**TRY IT**: Your output should match the listing below word for word, without any images.

**SOURCE INFORMATION**:
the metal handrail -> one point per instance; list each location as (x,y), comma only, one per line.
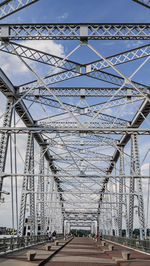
(143,245)
(16,243)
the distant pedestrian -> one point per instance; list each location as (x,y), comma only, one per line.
(49,235)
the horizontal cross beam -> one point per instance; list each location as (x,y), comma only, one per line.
(73,31)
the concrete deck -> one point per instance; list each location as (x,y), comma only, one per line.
(79,252)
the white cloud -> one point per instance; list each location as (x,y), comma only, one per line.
(63,16)
(16,70)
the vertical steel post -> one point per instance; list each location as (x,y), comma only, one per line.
(139,189)
(28,184)
(41,189)
(121,191)
(132,188)
(32,189)
(4,140)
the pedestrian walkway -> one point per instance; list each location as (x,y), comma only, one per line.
(87,252)
(80,251)
(19,258)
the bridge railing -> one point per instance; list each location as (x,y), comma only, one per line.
(143,245)
(16,243)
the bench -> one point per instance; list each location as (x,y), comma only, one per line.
(30,255)
(125,254)
(103,243)
(110,247)
(48,247)
(56,243)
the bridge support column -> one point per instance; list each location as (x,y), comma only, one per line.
(122,172)
(41,195)
(4,140)
(28,186)
(135,169)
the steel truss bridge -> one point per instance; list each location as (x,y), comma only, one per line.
(80,161)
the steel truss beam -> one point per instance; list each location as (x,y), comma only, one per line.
(28,184)
(81,92)
(4,139)
(4,175)
(8,7)
(97,130)
(91,31)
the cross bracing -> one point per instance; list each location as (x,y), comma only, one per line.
(78,170)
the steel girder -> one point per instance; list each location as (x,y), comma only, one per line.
(8,7)
(28,184)
(9,91)
(4,140)
(83,32)
(98,130)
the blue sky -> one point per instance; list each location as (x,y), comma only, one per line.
(82,11)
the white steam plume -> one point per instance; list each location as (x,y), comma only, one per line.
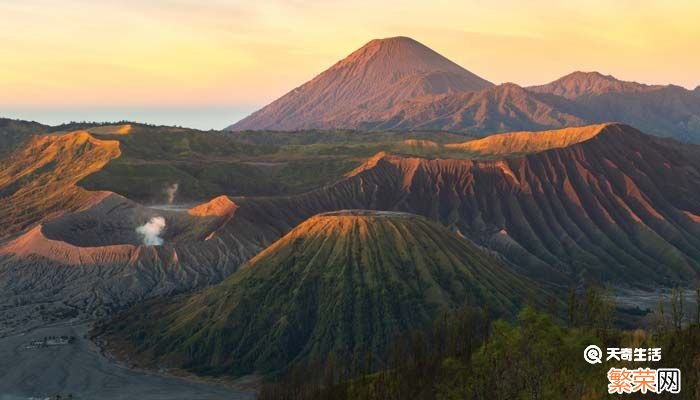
(171,191)
(151,230)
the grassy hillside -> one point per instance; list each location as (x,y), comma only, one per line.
(338,283)
(207,164)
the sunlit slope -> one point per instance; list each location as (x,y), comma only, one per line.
(39,180)
(342,282)
(514,143)
(620,206)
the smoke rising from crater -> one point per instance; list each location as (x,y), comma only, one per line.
(151,231)
(171,191)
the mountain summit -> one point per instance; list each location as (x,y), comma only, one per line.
(379,75)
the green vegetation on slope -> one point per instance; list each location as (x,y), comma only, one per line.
(535,358)
(338,283)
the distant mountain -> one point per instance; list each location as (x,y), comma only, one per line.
(669,111)
(400,84)
(382,73)
(343,283)
(586,84)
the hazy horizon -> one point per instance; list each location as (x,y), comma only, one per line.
(215,117)
(189,54)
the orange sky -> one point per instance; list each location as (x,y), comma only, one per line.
(68,53)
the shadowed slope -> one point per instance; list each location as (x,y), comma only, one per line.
(621,206)
(343,282)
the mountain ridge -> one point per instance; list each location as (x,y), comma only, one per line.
(342,282)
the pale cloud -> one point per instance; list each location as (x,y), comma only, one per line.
(187,52)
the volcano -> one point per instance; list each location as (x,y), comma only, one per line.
(345,281)
(379,75)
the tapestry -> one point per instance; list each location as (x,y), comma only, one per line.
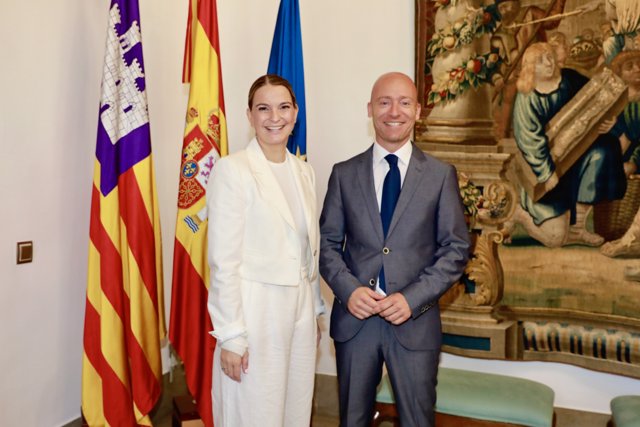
(537,104)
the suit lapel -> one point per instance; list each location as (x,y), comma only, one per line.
(368,189)
(266,182)
(412,180)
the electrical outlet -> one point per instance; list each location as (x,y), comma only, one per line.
(24,252)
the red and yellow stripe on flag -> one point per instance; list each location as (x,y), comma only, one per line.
(124,316)
(205,140)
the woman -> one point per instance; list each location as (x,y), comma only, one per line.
(263,252)
(560,216)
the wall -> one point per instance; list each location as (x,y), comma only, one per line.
(52,55)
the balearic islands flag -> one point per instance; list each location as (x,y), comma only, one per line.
(205,140)
(124,316)
(286,61)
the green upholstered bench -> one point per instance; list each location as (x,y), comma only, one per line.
(625,411)
(468,398)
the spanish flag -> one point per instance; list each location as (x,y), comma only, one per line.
(124,316)
(205,140)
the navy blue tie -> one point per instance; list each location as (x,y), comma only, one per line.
(390,194)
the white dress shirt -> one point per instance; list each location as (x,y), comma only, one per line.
(380,169)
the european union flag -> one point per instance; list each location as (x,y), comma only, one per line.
(286,61)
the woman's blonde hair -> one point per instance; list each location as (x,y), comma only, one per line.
(527,80)
(270,80)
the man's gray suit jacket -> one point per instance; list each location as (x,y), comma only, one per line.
(424,253)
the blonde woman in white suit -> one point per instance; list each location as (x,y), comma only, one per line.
(264,296)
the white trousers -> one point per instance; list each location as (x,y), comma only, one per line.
(277,390)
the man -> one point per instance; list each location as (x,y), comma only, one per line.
(388,263)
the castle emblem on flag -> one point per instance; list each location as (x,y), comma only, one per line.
(123,106)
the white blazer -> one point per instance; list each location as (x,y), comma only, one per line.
(252,237)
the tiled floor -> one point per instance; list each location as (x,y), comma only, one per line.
(175,386)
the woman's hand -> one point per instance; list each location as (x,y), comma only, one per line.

**RESPONSE FOR THIS EXERCISE**:
the metal handrail -> one point per instance; list each location as (x,y), comma only, one per line.
(143,245)
(16,243)
the distant pedestrian -> one point per instance; list each location as (x,y), comma only, one per line.
(49,235)
the horizontal cross beam -> one point per instance; list each location as (x,y), comma only, one per line.
(73,31)
the concrete deck -> one point per instance; list each location as (x,y), comma only, one per line.
(79,252)
the white cloud -> one point per instance; list each location as (x,y), comma only, one per line.
(63,16)
(16,70)
the vertical steel post -> one point per instance; list each location as (x,y), comma only, one per line.
(139,189)
(28,184)
(41,189)
(121,191)
(132,188)
(32,189)
(4,140)
the pedestrian walkway -> one point per instance; list each location as (x,y), comma only, one per line.
(87,252)
(80,251)
(19,258)
the bridge railing -> one point per instance; list each location as (x,y), comma only, one per line.
(143,245)
(16,243)
the bench -> one point per instance; list each location as (x,y), comma only, one per line.
(30,255)
(125,254)
(103,243)
(110,247)
(48,247)
(56,243)
the bridge support column -> one point per instance; list each location as (x,y), comma only, one per line.
(122,172)
(41,195)
(4,140)
(28,186)
(135,169)
the steel truss bridge -> one point per instance; list each location as (x,y), comma only, one per line.
(80,161)
the steel truss beam -> one point per instance; list each location as (x,y), comma only, one per line.
(28,184)
(81,92)
(4,139)
(4,175)
(8,7)
(97,130)
(91,31)
the cross bracing -> one point per instance; list each location as (x,y), comma only, one per line.
(78,170)
the steel girder -> one point per instance; list each location as (x,y), comma only, one per line.
(8,7)
(28,184)
(9,91)
(4,140)
(83,32)
(98,130)
the blue sky -> one point per instance; list each location as (x,y), comma only, one per line.
(82,11)
the white steam plume -> one point per instance; list each location as (x,y), comma only, one per line.
(171,191)
(151,230)
the grassy hillside -> one point per instance; list each location as (x,y), comma only, one per line.
(338,283)
(207,164)
the sunlit slope -> one point per instance; list each location as (x,y), comma only, one per line.
(39,180)
(342,282)
(514,143)
(620,206)
the smoke rising from crater -> one point per instance; list each location as (x,y), comma only, one per line.
(151,231)
(171,191)
the mountain summit -> one point per instance; list each location as (x,y), comma only, one per line.
(379,75)
the green vegetation on slope -> one point per instance; list each location as (x,y), comma only, one per line.
(535,358)
(338,283)
the distant mountain -> one point per instance; list each location as (x,y), comma only, one per line.
(669,111)
(400,84)
(382,73)
(343,283)
(586,84)
the hazy horizon -> one point per instance; list each location as (x,y), comma only, one per line.
(215,117)
(189,54)
the orange sky -> one point per instance; list each location as (x,y), comma only, one per line.
(68,53)
the shadowed slope -> one point per instance; list each location as (x,y), comma only, one per line.
(621,206)
(343,282)
the mountain ridge -> one point per instance; list each location as (x,y), comma only, one per line.
(342,282)
the pale cloud -> one point per instance; list each location as (x,y), comma only, one per line.
(187,52)
the volcano -> one point per instance; list each location as (x,y), comma only, one per line.
(345,281)
(379,75)
the tapestry -> one point per instance; list each location as (x,y), comma only, one per line.
(537,104)
the suit lapel -> one point per instance; list each location as (x,y), comma only, one per line.
(368,189)
(266,182)
(412,180)
the electrical outlet -> one point per instance; list each location as (x,y), comma only, one per line.
(24,252)
the red and yellow stripe on flag -> one point per instance; list each location as (x,y), comma only, one per line.
(124,316)
(205,140)
the woman -> one point per instance; list each location as (x,y), comma only, one per line.
(263,252)
(560,216)
the wall -> one point per instance; list each location as (x,y), comma only, one per line.
(52,55)
the balearic islands flag -> one point per instance; list each location as (x,y), comma only, one per line.
(205,140)
(124,316)
(286,61)
the green upholstered bench -> one point per instance; list each location as (x,y), comma only, one per line.
(625,411)
(468,398)
the spanish flag -> one point per instance; list each location as (x,y), comma only, one per line.
(124,316)
(205,140)
the navy blue tie -> one point per instance; list each location as (x,y), comma only, one per line.
(390,194)
the white dress shirt -> one point per instance; list each location as (x,y), comma only, one per line.
(380,169)
the european union flag -> one point per instance; list each location as (x,y), comma only, one per line.
(286,61)
the woman's blonde hair -> one point per instance; list each location as (x,y), comma only, one per line.
(527,80)
(270,80)
the man's gray suit jacket -> one point per instance; list each location as (x,y), comma only, one per line.
(424,253)
the blonde woman in white suit -> one point per instance; list each location as (x,y), comma only, one per line.
(264,296)
the white trousers -> one point per instance; list each location as (x,y), comma only, one per line.
(277,390)
the man -> one point per instance; list each location as (x,y), comma only, one per line.
(388,263)
the castle emblem on flag -> one point per instance; list each location as (x,y), comma only, one per line.
(123,106)
the white blazer -> one point per instance; list each location as (x,y), comma only, one per line.
(252,237)
the tiled floor -> one point per instance; list each location as (x,y), comma only, one per line.
(175,386)
the woman's hand -> one point per instance; list each location as (x,y), comma only, one per line.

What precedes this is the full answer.